III. « Contre-reportage » ou désinformation ?
« Deux yeux sur leur planète » : tel est le titre de l’émission mise en ligne par le site JSSNews et relayée (et donc cautionnée) par l’ambassade d’Israël (et donc l’État d’Israël) le 6 octobre [2]. Le concepteur-présentateur du programme, Jonathan-Simon Sellem, animateur du site JSSNews, explique la genèse de l’émission :
Il était 1 heure du matin, soit juste quelques minutes après la diffusion d’« Un œil sur la planète » sur France 2, le 3 octobre dernier, quand je décidai de mettre en ligne une critique justifiée de l’émission sur JSSNews. Quelques secondes après, je faisais parvenir un message aux responsables de la chaîne de télévision en ligne Infolive.tv. Le message fut bref : « On doit tourner en urgence une contre-émission pour démonter autant que possible les mensonges et le parti pris de France 2 dans cette affaire. Urgent. Rappelez-moi au plus vite. » Au petit matin, nos confrères d’Infolive répondent par l’affirmative : « on s’occupe du studio et de la technique, JSSNews du contenu de l’émission. Carte blanche. » Banco !
L’émission dure 53 minutes. Son principe est le suivant : des séquences du programme de France 2 sont diffusées, et des invités les commentent. « Un jeu que chacun a joué parfaitement », selon Jonathan-Simon Sellem, « démontant, argument après argument, toujours avec des sources historiques, objectives, une grande partie de la désinformation mise en scène dans le reportage de France 2 ». Un examen attentif du programme démontre cependant que l’on ne peut guère partager l’enthousiasme de son concepteur-présentateur. Nous sommes en effet loin, bien loin, d’une rigoureuse et précise critique des médias : l’émission s’apparente en réalité, comme on va le voir, à de la pure propagande, générale et péremptoire.
Des généralités, encore et toujours
Le premier invité est Olivier Rafowicz, ancien porte-parole de l’armée israélienne, qui est convié à commenter (et « décrypter ») une séquence de l’émission de France 2 consacrée aux bombardements israéliens sur Gaza en 2008-09 (Rafowicz officiait alors comme porte-parole). Ce qui suit est une retranscription de l’intégralité de son intervention, qui a duré quatre (longues) minutes.

--------

▶ [CONSIGNES]:
**a)** D'après le texte du document, quelle est la durée de l'émission présentée par Jonathan-Simon Sellem ?
**b)** Énumérez tous les sites et chaînes de télévision nommés dans le texte du document.
**c)** Recopiez à l'identique le passage du texte du document qui va de « L’émission dure 53 » jusqu'à « générale et péremptoire. ».

▶ [DONNÉES FOURNIES]:

--------

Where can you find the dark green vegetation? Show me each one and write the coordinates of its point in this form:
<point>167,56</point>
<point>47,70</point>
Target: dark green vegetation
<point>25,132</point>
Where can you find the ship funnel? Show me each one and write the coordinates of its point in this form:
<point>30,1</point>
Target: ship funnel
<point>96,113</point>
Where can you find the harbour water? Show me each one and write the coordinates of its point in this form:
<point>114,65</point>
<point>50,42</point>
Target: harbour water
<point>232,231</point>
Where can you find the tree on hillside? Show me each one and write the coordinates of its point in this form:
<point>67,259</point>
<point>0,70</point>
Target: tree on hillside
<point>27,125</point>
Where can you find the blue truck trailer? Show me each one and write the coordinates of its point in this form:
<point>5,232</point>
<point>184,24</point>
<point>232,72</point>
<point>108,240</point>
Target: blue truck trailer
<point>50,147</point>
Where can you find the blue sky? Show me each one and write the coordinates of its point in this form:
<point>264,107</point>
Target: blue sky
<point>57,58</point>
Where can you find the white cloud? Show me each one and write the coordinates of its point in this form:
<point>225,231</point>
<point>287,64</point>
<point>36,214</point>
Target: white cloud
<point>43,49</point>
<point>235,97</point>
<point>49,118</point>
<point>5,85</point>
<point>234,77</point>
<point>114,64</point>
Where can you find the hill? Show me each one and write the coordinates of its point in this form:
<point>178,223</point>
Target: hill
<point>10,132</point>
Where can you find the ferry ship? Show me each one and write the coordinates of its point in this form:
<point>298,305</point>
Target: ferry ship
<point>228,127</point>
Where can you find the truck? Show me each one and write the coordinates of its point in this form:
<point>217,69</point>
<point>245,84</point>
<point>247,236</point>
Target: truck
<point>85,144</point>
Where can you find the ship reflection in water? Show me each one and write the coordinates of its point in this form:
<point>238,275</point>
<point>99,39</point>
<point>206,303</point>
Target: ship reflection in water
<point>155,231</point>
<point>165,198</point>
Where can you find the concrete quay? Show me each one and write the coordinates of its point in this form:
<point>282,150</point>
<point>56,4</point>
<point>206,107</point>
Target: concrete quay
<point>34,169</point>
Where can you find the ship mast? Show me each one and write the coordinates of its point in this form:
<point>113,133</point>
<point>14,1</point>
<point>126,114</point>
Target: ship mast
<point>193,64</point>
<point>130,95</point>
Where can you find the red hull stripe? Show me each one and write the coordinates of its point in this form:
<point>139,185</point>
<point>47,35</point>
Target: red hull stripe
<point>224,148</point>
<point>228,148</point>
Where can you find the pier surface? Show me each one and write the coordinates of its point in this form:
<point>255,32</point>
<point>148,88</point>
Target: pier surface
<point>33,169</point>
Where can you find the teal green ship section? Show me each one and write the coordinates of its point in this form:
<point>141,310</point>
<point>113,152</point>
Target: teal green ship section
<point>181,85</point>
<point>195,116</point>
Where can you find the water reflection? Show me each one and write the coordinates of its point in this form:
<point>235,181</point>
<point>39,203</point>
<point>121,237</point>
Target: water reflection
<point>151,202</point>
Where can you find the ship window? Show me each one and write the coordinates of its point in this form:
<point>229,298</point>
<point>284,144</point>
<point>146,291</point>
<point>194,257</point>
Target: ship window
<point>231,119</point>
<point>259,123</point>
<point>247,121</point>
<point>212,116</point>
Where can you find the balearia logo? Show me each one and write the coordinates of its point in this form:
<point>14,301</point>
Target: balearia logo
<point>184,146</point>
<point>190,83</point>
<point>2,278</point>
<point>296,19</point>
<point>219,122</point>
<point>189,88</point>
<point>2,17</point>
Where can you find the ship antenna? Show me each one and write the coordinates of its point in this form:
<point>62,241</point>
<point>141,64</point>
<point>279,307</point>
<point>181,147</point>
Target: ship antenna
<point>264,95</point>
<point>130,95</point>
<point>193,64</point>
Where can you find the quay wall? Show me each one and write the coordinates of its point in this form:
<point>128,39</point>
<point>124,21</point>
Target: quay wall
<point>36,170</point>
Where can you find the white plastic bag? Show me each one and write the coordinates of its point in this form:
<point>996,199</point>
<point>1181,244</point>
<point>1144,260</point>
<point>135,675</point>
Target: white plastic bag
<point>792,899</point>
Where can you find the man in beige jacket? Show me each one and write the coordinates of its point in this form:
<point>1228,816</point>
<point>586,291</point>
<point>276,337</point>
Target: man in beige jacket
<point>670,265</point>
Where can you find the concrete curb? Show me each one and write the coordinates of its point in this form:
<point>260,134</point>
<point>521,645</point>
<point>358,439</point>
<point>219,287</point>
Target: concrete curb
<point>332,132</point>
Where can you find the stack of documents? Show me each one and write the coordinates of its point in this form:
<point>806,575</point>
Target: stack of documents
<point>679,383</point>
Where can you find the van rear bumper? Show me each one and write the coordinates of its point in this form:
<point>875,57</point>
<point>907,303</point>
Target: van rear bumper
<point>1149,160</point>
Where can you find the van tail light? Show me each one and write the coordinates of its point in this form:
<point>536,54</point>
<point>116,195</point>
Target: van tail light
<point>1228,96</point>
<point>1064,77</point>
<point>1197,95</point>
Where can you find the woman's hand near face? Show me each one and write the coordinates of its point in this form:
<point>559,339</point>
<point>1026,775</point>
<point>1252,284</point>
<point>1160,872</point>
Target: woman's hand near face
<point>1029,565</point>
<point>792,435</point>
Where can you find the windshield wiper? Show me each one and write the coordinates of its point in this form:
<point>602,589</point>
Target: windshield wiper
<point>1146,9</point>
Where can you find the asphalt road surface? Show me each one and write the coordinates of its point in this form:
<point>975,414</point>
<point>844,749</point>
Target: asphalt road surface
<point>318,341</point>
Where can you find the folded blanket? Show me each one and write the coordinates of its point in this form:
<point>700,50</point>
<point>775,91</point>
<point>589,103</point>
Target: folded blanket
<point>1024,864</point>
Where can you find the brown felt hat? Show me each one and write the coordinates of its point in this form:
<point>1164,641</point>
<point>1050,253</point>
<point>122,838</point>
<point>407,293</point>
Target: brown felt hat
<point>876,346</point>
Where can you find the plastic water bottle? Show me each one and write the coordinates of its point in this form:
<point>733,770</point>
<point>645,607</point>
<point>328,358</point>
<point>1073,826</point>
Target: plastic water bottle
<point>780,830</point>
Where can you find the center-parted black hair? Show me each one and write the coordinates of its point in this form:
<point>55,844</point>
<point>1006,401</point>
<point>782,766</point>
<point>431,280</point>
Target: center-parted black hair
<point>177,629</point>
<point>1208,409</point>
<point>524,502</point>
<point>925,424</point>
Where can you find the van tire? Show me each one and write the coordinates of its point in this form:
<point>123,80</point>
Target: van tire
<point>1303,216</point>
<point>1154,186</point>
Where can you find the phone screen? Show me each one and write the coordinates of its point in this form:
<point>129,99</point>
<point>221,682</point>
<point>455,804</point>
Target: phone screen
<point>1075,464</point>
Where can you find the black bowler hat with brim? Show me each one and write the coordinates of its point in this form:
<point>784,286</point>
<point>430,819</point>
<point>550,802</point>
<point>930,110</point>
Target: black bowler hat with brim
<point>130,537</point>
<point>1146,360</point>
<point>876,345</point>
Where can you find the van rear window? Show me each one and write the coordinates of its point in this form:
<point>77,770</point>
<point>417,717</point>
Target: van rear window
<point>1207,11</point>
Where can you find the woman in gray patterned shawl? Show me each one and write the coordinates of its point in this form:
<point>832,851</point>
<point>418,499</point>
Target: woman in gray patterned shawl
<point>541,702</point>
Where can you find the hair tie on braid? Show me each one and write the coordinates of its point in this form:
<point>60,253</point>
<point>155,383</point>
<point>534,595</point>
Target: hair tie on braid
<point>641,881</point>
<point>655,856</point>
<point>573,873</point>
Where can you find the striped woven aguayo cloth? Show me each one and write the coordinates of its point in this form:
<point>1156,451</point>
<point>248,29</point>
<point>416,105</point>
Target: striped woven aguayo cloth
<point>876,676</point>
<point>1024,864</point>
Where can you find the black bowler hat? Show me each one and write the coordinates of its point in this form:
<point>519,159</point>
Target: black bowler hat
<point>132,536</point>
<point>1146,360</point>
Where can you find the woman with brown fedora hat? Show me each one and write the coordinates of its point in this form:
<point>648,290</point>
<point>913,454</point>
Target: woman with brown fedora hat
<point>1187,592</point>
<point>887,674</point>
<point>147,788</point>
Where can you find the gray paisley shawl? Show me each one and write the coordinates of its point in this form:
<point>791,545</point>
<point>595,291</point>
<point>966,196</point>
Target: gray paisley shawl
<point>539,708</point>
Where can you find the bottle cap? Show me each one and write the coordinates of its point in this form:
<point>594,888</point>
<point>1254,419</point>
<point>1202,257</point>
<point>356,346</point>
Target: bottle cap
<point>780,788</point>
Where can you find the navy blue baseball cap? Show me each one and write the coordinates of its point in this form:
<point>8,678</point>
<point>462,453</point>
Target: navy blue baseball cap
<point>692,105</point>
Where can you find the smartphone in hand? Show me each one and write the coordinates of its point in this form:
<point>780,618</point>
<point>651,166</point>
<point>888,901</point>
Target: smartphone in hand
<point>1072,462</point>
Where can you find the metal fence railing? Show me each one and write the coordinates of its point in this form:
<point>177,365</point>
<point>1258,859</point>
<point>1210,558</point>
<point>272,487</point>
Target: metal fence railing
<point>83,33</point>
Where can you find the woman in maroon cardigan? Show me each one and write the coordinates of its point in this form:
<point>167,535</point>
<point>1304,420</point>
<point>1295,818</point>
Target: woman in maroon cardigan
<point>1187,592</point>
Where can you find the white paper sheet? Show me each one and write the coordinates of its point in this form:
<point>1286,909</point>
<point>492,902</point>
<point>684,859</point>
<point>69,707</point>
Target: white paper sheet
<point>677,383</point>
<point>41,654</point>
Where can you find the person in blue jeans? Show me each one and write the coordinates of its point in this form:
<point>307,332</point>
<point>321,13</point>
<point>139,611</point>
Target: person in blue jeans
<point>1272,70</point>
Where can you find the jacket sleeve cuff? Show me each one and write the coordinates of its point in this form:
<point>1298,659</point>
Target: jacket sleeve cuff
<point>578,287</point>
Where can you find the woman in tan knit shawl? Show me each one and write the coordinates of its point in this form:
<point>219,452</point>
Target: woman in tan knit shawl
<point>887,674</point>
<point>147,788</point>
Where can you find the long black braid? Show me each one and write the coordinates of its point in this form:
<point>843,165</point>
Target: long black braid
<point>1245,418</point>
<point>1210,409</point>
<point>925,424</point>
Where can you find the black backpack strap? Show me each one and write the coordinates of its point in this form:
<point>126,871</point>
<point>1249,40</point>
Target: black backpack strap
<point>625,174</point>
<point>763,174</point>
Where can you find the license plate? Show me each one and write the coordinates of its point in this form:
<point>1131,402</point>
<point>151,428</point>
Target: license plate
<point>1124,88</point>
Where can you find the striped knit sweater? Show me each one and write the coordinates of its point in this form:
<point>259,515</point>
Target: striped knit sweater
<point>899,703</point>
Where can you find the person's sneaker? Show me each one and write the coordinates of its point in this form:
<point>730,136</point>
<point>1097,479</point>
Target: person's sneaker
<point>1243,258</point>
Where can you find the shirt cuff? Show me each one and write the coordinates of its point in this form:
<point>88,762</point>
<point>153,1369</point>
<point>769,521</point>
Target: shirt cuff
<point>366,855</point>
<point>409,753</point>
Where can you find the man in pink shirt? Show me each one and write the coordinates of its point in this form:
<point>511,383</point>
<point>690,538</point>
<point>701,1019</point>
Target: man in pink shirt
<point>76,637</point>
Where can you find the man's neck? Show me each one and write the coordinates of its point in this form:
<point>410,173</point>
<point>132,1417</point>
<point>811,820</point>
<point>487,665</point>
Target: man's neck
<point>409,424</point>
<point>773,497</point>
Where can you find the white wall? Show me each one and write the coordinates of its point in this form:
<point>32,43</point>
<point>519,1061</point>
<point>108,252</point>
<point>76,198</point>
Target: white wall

--------

▶ [RÉPONSES]:
**a)** 53 minutes.

**b)** JSSNews, France 2, Infolive.tv

**c)**
L’émission dure 53 minutes. Son principe est le suivant : des séquences du programme de France 2 sont diffusées, et des invités les commentent. « Un jeu que chacun a joué parfaitement », selon Jonathan-Simon Sellem, « démontant, argument après argument, toujours avec des sources historiques, objectives, une grande partie de la désinformation mise en scène dans le reportage de France 2 ». Un examen attentif du programme démontre cependant que l’on ne peut guère partager l’enthousiasme de son concepteur-présentateur. Nous sommes en effet loin, bien loin, d’une rigoureuse et précise critique des médias : l’émission s’apparente en réalité, comme on va le voir, à de la pure propagande, générale et péremptoire.